=== SHORT EXERCISE ===
Copy out the records below from the line containing "the red stripe" down to the end of the records, leaving out the pictures.

=== SUPPLIED DATA ===
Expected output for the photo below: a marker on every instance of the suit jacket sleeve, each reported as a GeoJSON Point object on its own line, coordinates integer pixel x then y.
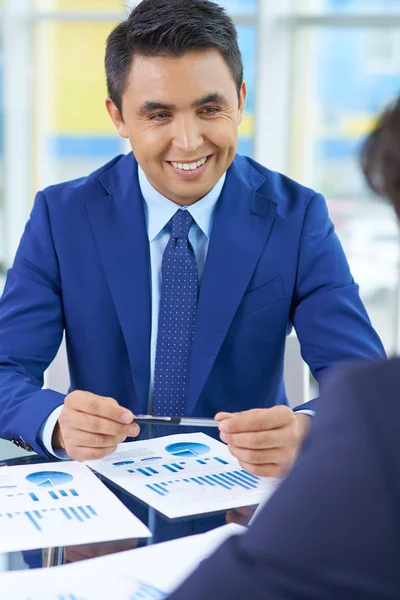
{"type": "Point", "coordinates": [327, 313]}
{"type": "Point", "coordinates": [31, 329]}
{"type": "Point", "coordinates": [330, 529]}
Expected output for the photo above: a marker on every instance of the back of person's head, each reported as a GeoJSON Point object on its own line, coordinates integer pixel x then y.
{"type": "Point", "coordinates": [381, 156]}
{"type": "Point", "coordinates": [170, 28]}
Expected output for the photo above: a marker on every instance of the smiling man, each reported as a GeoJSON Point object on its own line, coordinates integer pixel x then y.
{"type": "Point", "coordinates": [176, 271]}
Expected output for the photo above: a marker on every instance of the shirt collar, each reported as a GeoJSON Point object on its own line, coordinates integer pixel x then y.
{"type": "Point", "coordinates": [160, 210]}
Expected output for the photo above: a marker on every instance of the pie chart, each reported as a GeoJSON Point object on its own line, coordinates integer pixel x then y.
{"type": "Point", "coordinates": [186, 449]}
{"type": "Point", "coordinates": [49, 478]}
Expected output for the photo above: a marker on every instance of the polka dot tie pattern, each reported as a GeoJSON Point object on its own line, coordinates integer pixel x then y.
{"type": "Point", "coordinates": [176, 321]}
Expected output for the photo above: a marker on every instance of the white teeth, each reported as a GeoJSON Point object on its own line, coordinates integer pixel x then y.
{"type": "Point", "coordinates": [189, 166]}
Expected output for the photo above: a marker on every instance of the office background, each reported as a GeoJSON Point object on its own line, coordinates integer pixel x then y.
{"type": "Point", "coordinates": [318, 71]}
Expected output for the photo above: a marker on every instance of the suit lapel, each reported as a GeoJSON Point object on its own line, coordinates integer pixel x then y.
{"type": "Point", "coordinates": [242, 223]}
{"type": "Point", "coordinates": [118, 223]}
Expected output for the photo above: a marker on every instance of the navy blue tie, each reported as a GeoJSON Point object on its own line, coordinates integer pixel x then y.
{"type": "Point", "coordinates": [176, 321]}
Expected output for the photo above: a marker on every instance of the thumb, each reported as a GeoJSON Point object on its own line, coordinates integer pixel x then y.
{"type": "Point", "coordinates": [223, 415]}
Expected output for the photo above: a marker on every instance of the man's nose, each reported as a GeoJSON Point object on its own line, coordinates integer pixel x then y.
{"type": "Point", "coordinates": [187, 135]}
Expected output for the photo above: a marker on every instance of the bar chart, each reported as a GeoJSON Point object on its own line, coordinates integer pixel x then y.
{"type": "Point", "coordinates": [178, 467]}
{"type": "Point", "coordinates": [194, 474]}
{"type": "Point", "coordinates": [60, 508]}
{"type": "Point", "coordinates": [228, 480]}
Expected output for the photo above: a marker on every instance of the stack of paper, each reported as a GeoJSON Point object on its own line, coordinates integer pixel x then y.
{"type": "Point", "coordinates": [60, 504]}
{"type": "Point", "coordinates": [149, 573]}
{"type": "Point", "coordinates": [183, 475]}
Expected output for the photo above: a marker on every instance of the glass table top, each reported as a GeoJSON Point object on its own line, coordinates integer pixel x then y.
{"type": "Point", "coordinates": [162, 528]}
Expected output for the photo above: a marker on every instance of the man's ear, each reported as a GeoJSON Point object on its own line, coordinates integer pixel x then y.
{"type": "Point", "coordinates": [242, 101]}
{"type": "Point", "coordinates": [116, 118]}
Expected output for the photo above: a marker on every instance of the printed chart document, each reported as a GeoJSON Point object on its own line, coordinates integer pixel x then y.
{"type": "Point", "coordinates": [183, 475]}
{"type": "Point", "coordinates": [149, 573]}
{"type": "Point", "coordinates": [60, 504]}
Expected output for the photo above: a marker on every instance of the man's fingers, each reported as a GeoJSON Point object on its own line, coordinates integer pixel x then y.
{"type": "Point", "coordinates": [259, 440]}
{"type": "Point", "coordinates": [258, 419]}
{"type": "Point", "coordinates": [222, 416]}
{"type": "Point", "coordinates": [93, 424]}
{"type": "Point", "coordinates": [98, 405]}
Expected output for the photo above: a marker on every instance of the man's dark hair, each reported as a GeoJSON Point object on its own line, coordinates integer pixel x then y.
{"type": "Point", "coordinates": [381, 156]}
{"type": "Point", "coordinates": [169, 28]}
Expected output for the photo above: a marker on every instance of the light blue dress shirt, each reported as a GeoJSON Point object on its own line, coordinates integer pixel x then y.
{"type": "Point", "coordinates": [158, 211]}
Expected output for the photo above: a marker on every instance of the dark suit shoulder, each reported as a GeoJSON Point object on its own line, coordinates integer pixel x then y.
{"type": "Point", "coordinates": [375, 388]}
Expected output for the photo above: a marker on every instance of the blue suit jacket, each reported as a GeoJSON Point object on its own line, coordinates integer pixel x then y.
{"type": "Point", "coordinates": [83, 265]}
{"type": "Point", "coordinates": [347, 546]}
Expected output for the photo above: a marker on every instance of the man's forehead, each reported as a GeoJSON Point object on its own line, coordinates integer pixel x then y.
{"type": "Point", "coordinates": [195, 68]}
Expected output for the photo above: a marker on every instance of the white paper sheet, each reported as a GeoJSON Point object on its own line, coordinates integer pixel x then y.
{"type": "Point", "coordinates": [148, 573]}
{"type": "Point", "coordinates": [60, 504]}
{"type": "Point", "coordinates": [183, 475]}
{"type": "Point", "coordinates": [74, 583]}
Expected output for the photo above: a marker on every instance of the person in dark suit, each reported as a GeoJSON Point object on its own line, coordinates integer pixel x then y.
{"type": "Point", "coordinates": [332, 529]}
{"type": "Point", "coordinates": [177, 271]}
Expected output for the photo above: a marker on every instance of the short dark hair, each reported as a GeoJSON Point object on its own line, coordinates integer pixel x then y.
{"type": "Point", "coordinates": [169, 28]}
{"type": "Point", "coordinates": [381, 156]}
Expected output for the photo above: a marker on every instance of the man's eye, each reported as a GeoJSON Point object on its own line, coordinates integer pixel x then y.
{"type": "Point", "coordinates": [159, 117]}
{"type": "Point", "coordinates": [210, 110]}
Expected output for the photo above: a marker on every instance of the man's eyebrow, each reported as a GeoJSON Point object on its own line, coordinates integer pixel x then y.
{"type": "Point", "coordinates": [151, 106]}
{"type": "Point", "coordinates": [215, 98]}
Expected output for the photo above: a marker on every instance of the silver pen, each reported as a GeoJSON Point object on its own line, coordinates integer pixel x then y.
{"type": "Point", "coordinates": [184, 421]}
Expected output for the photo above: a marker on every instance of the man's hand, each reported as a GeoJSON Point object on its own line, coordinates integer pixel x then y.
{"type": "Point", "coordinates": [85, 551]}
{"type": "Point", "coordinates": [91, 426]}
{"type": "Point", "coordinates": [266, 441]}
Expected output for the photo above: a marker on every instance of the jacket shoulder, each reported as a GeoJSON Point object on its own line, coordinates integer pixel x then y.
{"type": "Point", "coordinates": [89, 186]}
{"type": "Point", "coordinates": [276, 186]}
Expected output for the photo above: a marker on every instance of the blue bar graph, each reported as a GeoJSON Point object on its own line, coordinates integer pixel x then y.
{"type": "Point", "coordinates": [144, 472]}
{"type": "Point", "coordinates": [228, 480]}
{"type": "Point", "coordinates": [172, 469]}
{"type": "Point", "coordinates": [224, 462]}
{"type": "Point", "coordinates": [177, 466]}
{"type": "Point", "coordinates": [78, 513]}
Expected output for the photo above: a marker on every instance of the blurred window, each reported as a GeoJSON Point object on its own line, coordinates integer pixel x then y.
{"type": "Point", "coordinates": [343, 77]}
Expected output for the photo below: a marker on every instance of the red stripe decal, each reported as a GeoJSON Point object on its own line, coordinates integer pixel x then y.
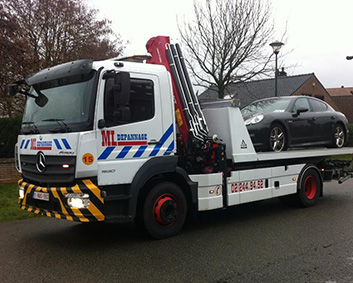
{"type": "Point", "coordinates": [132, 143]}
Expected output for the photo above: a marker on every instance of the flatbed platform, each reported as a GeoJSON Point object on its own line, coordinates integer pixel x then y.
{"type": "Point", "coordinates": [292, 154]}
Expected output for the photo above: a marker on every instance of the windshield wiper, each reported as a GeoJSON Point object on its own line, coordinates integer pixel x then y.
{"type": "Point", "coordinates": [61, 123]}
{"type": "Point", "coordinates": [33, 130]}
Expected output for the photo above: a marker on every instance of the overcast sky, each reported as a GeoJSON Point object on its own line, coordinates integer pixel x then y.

=== RESULT BELOW ===
Expected output for the photo below: a marker on every instance of the red stripe decal, each reported as a GeoJSON Point object on its own line, coordinates integer pixel x then y.
{"type": "Point", "coordinates": [132, 143]}
Expected output for the photo above: a marker on every instance of the flatbed platform, each reported as a GeoJSON Point object on its own line, coordinates integer pixel x then y.
{"type": "Point", "coordinates": [292, 154]}
Expected output for the photo above: a marker on every instance of the windshield wiper, each reported as a GeoJSON Point object on its own line, coordinates integer pixel x then y.
{"type": "Point", "coordinates": [61, 123]}
{"type": "Point", "coordinates": [33, 130]}
Expected output for the photo above: a marker on every instance of the overcast sky, each reported as a GeoJSON Point object on its own line, coordinates integer pixel x then y.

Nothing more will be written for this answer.